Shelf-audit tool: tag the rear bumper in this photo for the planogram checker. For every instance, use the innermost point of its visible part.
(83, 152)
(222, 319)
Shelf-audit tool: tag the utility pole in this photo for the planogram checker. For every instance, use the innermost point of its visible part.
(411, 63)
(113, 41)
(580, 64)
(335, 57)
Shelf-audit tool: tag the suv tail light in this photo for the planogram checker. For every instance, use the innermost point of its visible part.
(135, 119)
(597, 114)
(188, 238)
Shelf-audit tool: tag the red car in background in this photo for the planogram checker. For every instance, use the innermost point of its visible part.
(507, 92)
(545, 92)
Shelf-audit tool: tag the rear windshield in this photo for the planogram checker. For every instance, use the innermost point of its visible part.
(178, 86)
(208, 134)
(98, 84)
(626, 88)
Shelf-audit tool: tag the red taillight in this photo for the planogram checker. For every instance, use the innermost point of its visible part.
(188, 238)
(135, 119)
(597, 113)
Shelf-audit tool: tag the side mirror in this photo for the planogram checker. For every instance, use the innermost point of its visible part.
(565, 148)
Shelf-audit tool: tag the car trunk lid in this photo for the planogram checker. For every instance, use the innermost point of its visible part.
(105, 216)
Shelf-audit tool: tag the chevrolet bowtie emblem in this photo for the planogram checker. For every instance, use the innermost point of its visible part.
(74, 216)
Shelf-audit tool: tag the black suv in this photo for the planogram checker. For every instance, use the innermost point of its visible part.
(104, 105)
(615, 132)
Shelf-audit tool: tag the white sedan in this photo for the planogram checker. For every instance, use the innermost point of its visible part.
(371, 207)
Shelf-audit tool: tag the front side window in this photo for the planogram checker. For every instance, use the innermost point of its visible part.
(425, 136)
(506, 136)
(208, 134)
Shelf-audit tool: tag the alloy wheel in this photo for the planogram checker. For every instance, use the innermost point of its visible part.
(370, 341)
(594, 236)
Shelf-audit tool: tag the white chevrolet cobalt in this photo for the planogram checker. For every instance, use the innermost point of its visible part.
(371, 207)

Problem to work on: Copy everything from the line containing "Shelf-audit tool: tag the white sedan" down through the last line of the items, requests included, and offset every coordinate in the answers by -116.

Task answer:
Shelf-audit tool: tag the white sedan in this photo for the planogram checker. For every instance, use the innermost point of its visible part.
(255, 91)
Shelf-audit tool: tag the front side window in this photo for the planogram checker. For every instance, use the innermost point of its visible part.
(309, 20)
(390, 20)
(92, 18)
Shelf-audit tool: tag the alloy wheel in this photo for the planogram checker. For every instance, use the innermost point of its visible part.
(254, 225)
(478, 120)
Shelf-audit tool: tag the white chevrolet cobalt in this photo for the planogram checker. For every instance, use the innermost point of its visible part.
(255, 91)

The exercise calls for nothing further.